- Items from a data source:
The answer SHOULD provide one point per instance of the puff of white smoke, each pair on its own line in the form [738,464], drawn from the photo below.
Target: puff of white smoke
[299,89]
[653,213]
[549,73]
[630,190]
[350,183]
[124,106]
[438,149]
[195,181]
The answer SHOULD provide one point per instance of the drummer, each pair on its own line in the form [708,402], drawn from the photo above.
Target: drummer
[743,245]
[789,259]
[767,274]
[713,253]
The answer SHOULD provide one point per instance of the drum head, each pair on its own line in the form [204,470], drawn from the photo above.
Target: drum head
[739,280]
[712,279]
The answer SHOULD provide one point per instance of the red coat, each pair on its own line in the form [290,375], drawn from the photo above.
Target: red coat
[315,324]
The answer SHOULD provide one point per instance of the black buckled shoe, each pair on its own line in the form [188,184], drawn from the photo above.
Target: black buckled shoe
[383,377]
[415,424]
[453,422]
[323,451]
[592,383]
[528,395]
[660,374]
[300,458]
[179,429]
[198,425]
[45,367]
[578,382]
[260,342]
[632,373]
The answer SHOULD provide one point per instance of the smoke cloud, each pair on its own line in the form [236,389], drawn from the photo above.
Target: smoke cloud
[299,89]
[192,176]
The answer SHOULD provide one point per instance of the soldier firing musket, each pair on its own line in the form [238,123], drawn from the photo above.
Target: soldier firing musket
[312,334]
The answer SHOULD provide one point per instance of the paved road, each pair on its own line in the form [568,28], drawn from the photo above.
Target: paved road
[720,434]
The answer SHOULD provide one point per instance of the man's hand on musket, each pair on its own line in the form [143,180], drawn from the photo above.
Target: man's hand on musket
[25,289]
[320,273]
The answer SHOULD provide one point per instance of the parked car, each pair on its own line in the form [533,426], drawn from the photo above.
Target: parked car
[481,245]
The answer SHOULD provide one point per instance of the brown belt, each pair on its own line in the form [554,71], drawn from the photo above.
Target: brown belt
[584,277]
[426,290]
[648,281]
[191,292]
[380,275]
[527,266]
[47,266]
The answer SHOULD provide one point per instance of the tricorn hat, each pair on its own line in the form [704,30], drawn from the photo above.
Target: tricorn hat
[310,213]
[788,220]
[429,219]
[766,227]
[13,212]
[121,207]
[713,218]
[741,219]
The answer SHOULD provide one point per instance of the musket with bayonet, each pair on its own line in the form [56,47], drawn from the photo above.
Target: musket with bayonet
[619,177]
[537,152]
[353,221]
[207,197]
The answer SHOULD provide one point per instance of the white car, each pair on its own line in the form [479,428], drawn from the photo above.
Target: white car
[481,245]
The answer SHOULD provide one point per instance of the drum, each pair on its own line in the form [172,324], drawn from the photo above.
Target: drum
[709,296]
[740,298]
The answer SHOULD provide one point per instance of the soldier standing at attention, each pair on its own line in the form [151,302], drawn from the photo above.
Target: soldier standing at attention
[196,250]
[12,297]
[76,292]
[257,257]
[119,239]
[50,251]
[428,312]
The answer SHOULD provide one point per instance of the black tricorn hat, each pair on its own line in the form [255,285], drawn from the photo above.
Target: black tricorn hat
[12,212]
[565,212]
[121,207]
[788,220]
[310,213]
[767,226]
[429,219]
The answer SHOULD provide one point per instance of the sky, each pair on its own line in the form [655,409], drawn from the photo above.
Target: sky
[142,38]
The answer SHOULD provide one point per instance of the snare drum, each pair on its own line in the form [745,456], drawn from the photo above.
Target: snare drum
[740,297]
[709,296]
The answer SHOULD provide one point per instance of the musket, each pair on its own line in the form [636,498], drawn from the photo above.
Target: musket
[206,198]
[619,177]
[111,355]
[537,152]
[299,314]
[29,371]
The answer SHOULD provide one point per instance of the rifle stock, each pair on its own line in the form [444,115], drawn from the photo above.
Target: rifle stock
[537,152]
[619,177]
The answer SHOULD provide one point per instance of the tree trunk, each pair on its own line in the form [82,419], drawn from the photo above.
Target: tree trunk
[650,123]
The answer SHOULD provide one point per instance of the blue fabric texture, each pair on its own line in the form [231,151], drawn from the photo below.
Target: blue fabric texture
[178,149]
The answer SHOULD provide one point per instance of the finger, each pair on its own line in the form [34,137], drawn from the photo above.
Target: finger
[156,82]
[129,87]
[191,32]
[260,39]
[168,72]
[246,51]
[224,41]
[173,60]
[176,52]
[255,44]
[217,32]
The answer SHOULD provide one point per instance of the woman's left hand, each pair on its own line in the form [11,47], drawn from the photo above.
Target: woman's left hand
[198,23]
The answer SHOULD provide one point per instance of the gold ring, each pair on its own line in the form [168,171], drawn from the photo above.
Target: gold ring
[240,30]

- Problem statement:
Render the rows from the line containing "The answer SHOULD provide one point per instance of the blue" through the last row as a numbered list, leaving out any blank lines and including both ends.

- Full answer:
1. The answer SHOULD provide one point per instance of the blue fabric texture, each pair on its own line in the form [231,151], drawn from the photo below.
2. Target: blue fabric texture
3. [178,149]
4. The answer SHOULD provide one point per instance of the finger, each pair on its own line in the form [34,137], drawn from the photo above.
5. Target: finger
6. [156,82]
7. [129,87]
8. [191,32]
9. [260,39]
10. [168,72]
11. [246,51]
12. [224,41]
13. [173,60]
14. [176,52]
15. [255,44]
16. [217,32]
17. The answer SHOULD provide one point per instance of the woman's left hand, each pair on its own line in the form [11,47], drawn from the photo above.
18. Target: woman's left hand
19. [198,23]
20. The answer SHOULD provide one point per instance of the gold ring, each pair on its own line in the form [168,171], drawn from the photo above.
21. Target: gold ring
22. [240,30]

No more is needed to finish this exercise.